| EXERCISE OBJECTIVE |
Transcribe the material below exactly as it appears.

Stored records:
— Begin —

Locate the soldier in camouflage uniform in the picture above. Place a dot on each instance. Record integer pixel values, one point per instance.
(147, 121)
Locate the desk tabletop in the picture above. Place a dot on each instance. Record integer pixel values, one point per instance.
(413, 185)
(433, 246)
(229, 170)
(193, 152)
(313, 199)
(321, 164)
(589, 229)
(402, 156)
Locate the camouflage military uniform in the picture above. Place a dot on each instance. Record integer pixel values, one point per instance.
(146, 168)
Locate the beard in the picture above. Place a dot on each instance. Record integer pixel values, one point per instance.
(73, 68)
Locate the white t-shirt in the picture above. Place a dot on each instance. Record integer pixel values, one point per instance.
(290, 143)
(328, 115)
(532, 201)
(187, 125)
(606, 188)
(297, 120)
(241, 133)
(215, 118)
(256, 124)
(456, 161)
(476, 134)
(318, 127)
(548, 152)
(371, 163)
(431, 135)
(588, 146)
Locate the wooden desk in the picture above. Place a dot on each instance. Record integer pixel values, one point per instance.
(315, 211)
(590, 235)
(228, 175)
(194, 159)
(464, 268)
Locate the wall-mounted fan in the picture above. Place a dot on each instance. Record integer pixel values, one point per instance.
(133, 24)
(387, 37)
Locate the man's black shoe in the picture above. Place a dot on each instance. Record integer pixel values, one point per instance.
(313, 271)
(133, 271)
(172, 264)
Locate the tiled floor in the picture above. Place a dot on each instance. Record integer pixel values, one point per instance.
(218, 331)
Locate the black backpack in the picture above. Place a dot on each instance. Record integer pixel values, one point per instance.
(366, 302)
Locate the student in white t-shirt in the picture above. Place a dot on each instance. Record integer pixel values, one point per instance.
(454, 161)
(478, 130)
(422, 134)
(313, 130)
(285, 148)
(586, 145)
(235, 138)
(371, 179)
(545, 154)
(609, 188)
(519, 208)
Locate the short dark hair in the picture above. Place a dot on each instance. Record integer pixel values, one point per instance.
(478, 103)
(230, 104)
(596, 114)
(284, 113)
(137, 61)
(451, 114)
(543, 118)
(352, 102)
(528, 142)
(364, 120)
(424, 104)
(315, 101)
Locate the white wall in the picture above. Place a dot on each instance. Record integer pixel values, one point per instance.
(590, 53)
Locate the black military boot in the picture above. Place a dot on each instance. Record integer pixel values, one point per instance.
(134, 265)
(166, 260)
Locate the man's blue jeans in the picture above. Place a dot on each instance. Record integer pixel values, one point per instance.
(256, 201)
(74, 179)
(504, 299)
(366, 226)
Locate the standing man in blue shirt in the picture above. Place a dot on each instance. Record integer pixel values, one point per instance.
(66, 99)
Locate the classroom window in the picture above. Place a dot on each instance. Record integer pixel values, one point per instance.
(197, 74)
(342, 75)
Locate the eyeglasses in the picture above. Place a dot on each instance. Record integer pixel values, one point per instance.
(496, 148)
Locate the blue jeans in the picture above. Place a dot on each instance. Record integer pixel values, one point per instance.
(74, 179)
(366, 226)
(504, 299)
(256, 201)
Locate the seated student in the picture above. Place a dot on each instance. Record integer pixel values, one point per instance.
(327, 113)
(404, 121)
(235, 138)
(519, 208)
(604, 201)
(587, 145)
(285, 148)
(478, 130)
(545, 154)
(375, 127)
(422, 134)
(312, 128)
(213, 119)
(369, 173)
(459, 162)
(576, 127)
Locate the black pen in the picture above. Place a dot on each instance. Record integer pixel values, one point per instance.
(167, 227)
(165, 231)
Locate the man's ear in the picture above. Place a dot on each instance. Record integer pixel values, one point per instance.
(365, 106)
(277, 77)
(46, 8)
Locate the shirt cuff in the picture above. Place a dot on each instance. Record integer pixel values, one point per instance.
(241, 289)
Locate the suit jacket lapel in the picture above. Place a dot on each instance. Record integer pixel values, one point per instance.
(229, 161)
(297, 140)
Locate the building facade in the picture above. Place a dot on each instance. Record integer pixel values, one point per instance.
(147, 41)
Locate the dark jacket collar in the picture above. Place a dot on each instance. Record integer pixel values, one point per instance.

— End —

| WORKED ANSWER |
Locate the soldier in camouflage uniform in the picture above. Place a dot on each instance. Record integer pixel values, one point per instance.
(147, 121)
Locate the desk tabletop in the picture above. Place a dot on each instance. Record integer pixel values, one point per instance.
(413, 185)
(433, 246)
(229, 170)
(193, 152)
(313, 199)
(321, 164)
(589, 229)
(402, 156)
Locate the camouflage military uniform in the picture above. Place a dot on each instance. Record integer pixel values, one point per instance.
(146, 168)
Locate the beard in the picture above. Place a dot on each instance. Record integer pixel values, one point per instance.
(73, 68)
Locate the white t-shirt in the picture above. Place a dot on each instance. Record integer pixel values, one point per instance.
(290, 143)
(328, 115)
(532, 201)
(187, 125)
(606, 188)
(297, 120)
(241, 133)
(215, 118)
(256, 124)
(456, 161)
(476, 134)
(318, 127)
(548, 152)
(371, 163)
(431, 135)
(588, 146)
Locate the wooden desk in the picture above. Place a dot on each instance. Record integer pixel values, one point per instance.
(315, 211)
(590, 235)
(228, 175)
(194, 159)
(464, 268)
Locate the wall-mounted fan in the picture above. Place a dot on each instance. Record integer pixel values, one point per instance.
(133, 24)
(387, 37)
Locate the man's black shoe in the picture above. Place a dot on each instance. Record integer pixel values, one point per instance.
(313, 271)
(133, 271)
(172, 264)
Locate the tiled floor in the picture above. Place a dot on each instance. Record integer pixel values, one point per instance.
(218, 331)
Locate the black backpack in the picture above. Place a dot on each instance. Record integer pixel values, one point per instance.
(366, 302)
Locate the student in white t-shirt in the picture above. Place a dot on each instance. Record integer pixel values, one point per instance.
(454, 161)
(478, 130)
(422, 134)
(313, 130)
(285, 148)
(586, 145)
(235, 138)
(371, 179)
(545, 154)
(609, 188)
(519, 208)
Locate the short dark hair in the picture above. Place a dot on each instance. Record integer pixel values, one point per instance.
(478, 103)
(230, 104)
(596, 114)
(284, 113)
(137, 61)
(451, 114)
(543, 118)
(352, 102)
(528, 142)
(364, 120)
(424, 104)
(315, 101)
Locate the white wall in the picture above. Place a dot on each instance. Record integer pixel values, one point per instance.
(590, 53)
Locate the black military boot in the picture above. Place a dot on each instance. Record integer pixel values, one point per instance.
(134, 265)
(166, 260)
Locate the man's blue jeans in the picture above. Place a dot on each instance. Record integer pixel values, one point per instance.
(256, 201)
(74, 179)
(504, 299)
(366, 226)
Locate the standing man in blue shirt in the picture above. Place a dot on each instance. Record integer pixel values, one point per instance.
(66, 99)
Locate the classroom window in the picture above. Place a dot on each instance. Record integer pixel values, one point per instance.
(197, 74)
(342, 75)
Locate the eyeglasses in the picture above. Place a dot on each instance. Record integer pixel values, one point per instance.
(496, 148)
Locate the blue jeans in the picture above. Place a dot on each instance. Record integer pixel values, one point per instance.
(74, 179)
(366, 226)
(504, 299)
(256, 201)
Locate the seated student in the picture above. Place a dot on each instance. Record integer pixel values, one point per instance.
(327, 113)
(404, 121)
(235, 138)
(519, 208)
(604, 201)
(587, 145)
(285, 148)
(478, 130)
(545, 154)
(375, 127)
(422, 134)
(312, 128)
(213, 119)
(369, 173)
(459, 162)
(576, 127)
Locate the black pen in the picture above. Place a dot on each instance. Record integer pixel values, one point per instance.
(167, 227)
(165, 231)
Locate the man's ear in the picture above. Place a dot on each instance. Record integer pixel values, one point per instance.
(365, 106)
(277, 77)
(46, 8)
Locate the shirt cuff in the picture above. Place a dot on each instance. Record integer pixel values, one point per instance.
(241, 289)
Locate the suit jacket lapel in the picture above. Place a dot on each instance. Record integer pixel values, one point per instance.
(229, 161)
(297, 140)
Locate the building facade in the picture above. Place a dot on each instance. Record integer pixel values, one point per instance.
(147, 41)
Locate the dark jacket collar in the picture above. Place a dot on each instance. Record integer pixel values, one point per instance.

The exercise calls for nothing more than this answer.